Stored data
= = = = =

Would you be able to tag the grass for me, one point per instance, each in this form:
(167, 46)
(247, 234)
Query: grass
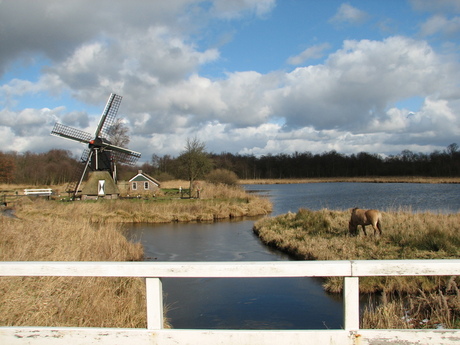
(68, 301)
(53, 230)
(323, 235)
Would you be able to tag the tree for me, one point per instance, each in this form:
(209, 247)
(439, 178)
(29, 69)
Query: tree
(194, 161)
(7, 168)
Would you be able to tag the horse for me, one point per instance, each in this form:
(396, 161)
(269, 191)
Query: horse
(363, 218)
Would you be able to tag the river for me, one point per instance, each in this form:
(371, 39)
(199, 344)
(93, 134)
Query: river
(270, 303)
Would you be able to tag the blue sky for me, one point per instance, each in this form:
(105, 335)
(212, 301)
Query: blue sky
(244, 76)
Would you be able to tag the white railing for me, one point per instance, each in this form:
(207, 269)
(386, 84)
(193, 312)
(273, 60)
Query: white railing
(38, 192)
(154, 271)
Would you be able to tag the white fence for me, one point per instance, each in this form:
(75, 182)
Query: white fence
(154, 271)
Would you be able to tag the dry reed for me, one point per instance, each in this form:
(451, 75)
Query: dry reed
(68, 301)
(417, 302)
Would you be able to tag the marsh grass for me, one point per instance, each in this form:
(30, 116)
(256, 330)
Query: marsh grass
(323, 235)
(53, 230)
(217, 202)
(68, 301)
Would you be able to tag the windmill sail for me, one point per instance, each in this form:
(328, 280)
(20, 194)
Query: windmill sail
(101, 154)
(67, 132)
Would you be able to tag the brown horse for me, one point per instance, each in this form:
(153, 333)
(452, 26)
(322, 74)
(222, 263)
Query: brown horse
(363, 218)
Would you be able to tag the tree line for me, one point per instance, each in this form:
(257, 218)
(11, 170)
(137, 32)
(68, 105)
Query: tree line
(58, 166)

= = = = =

• **Action item**
Once you have identified the lines above that contain "able", copy each of them.

• **Exercise result**
Would you be able to tag the grass for me, one point per instance, each in this form:
Would you be able to tag the tree for me, one point per instance, each in this form:
Would you be able to tag the horse for me, one point per instance, each in this form:
Would you be able to tag the river for me, one point per instance, each in this form:
Would you be able to tag the blue sky for me, one point per instance, each in this form:
Would you be able to tag the white railing for me, one point per instance, each in this form:
Would you be able to tag the white fence for me, one point per instance, each in this form:
Would you be able to tag the dry reed for me, one point per instance, each in this form:
Would you be able to tag the marsh grass for me, one point per instance, each in this form:
Would you be able to tag the windmill sail for me, one point per instance, each in this form:
Would you be able to tag the brown horse for me, one point per instance, each in this form:
Would you be able to tag the tree line for me, one point per instance, each in this form:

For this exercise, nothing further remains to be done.